* BEGIN MATERIAL FOR THE TASK *

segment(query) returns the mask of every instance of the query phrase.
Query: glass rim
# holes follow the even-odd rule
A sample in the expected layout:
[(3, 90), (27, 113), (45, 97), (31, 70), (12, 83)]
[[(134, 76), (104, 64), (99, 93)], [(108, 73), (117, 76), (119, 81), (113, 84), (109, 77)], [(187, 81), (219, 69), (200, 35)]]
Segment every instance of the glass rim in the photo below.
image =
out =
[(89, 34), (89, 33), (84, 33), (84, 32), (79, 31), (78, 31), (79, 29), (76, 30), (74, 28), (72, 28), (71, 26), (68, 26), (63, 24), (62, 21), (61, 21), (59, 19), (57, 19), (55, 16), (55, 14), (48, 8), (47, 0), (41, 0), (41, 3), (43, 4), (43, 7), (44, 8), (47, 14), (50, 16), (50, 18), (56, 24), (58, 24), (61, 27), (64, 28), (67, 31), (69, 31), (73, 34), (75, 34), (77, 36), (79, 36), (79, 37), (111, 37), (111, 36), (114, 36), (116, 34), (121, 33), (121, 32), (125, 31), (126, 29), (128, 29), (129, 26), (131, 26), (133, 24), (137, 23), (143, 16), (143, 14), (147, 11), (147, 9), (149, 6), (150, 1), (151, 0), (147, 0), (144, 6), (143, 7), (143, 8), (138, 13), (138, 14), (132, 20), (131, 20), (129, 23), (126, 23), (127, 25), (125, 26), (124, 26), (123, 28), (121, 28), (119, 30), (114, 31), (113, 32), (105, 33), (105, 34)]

* END MATERIAL FOR THE TASK *

### THE EXERCISE
Format the entries above as a Markdown table with the columns "Row" and "Entry line", giving each line its row number and omitting blank lines.

### RESPONSE FOR THIS EXERCISE
| Row | Entry line |
|---|---|
| 1 | segment(query) returns the mask of every instance of the query phrase. |
| 2 | Query: glass rim |
| 3 | # holes follow the even-odd rule |
| 4 | A sample in the expected layout: |
| 5 | [(3, 90), (27, 113), (45, 97), (31, 70), (12, 83)] |
| 6 | [[(134, 76), (104, 64), (99, 93)], [(108, 73), (117, 76), (119, 81), (113, 84), (109, 77)], [(187, 81), (219, 69), (200, 35)]] |
| 7 | Segment every instance of the glass rim in the photo below. |
| 8 | image = |
| 9 | out = |
| 10 | [(89, 34), (89, 33), (84, 33), (84, 32), (79, 31), (78, 31), (79, 29), (76, 30), (74, 28), (72, 28), (71, 26), (68, 26), (63, 24), (62, 21), (61, 21), (59, 19), (57, 19), (55, 16), (55, 14), (48, 8), (47, 0), (41, 0), (41, 3), (43, 4), (43, 7), (44, 8), (47, 14), (50, 16), (50, 18), (56, 24), (58, 24), (61, 27), (64, 28), (67, 31), (69, 31), (73, 34), (75, 34), (77, 36), (79, 36), (79, 37), (111, 37), (111, 36), (114, 36), (116, 34), (121, 33), (121, 32), (125, 31), (126, 29), (128, 29), (129, 26), (131, 26), (133, 24), (137, 23), (143, 16), (143, 14), (147, 11), (147, 9), (149, 6), (150, 1), (151, 0), (147, 0), (144, 6), (143, 7), (143, 8), (138, 13), (138, 14), (132, 20), (131, 20), (129, 23), (126, 23), (127, 25), (125, 26), (124, 26), (123, 28), (121, 28), (119, 30), (114, 31), (113, 32), (105, 33), (105, 34)] |